## SUPPLIED RECORDS
<<<<

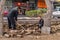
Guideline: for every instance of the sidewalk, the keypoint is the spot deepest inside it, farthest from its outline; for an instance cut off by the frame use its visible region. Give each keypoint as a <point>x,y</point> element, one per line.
<point>43,37</point>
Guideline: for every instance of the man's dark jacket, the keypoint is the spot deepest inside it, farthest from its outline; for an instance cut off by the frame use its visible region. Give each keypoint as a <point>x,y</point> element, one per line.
<point>41,23</point>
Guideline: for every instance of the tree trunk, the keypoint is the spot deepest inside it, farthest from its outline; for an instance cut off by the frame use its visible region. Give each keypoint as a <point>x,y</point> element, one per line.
<point>47,18</point>
<point>1,17</point>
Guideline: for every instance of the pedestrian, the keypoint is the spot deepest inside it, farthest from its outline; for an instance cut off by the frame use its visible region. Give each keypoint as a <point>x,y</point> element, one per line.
<point>41,22</point>
<point>12,18</point>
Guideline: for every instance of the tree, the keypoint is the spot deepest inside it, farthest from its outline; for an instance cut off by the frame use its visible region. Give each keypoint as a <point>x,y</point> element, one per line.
<point>47,18</point>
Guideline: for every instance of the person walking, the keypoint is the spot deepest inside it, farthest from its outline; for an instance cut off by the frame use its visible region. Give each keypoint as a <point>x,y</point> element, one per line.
<point>12,18</point>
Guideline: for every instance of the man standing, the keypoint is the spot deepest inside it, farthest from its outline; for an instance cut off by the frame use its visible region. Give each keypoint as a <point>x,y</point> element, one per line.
<point>12,18</point>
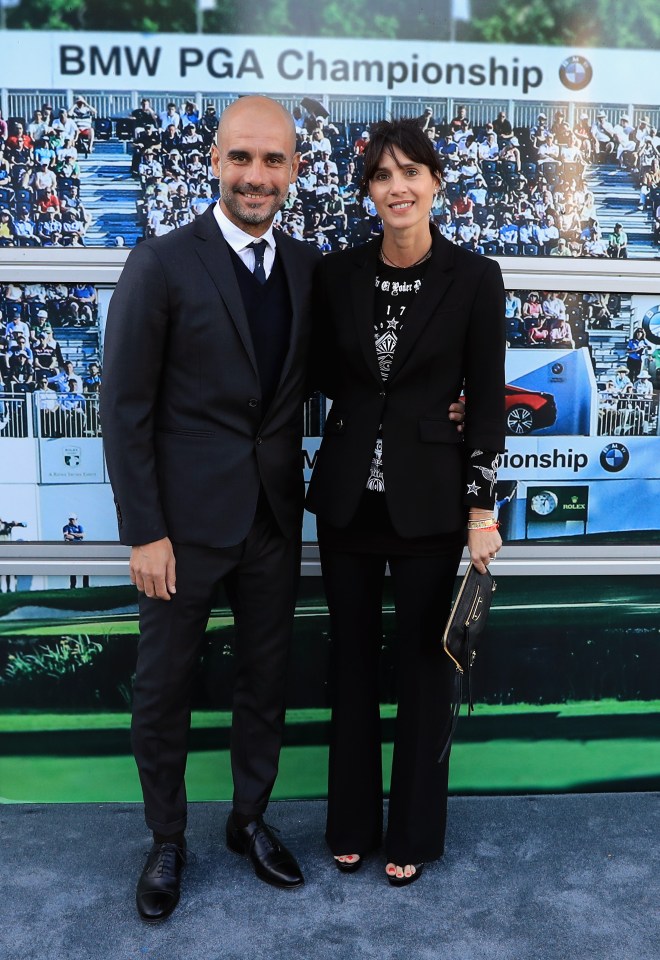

>>>>

## GIVEN EXERCISE
Copy out the data above verbatim, line for line, and leave the pictures out.

## PROBLEM SOLUTION
Guideline: for every instance of the sidewalk, the keypoint is the spot deepest inside it, farthest from its outline; for an instance cut off by the frame use its visible region. Give each keypoint as a <point>x,y</point> element, one per line.
<point>43,37</point>
Guideline: for every instance of the man's dark jacket, the keypoint is the spot deepest inside it, farthest from its outline; for an instance cut off by the frame use its visible region. Give each keypoint as a <point>x,y</point> element, one per line.
<point>41,23</point>
Guideline: for every instance of the tree trunk, the keypoint is the spot deepest inside it, farthest from its outline; for an instance cut off by the frame use its visible region. Give each keypoint as a <point>x,y</point> element, one per line.
<point>47,18</point>
<point>1,17</point>
Guideline: for every instance of the pedestrian, the keypoint is the spot deepest inside it, farthest from its outline; for an instance cut off by the frame use its visible region. Give each keypoint as a <point>x,y</point> element, one per line.
<point>41,22</point>
<point>12,18</point>
Guideline: for every instance of the tree, the keypoint is the spot deepest inside it, farthest from its outline; for an instance cut off by the frame use its visible region. Give each keypoint as a <point>x,y</point> element, one per line.
<point>47,18</point>
Guideline: for every instance of the person walking, the keypoint is the spot deepest inside it, farthest from its outline; for an instance cut off by the frame use its visible region. Give each keypoint as a <point>x,y</point> element, one per line.
<point>12,18</point>
Guideline: for every instance of the man standing, the keypoint is the spot deepest inside it, farthest from its outline; for an instance cut off by the frame use its visible region. Give each keypoint as a <point>x,y</point> element, one per line.
<point>12,18</point>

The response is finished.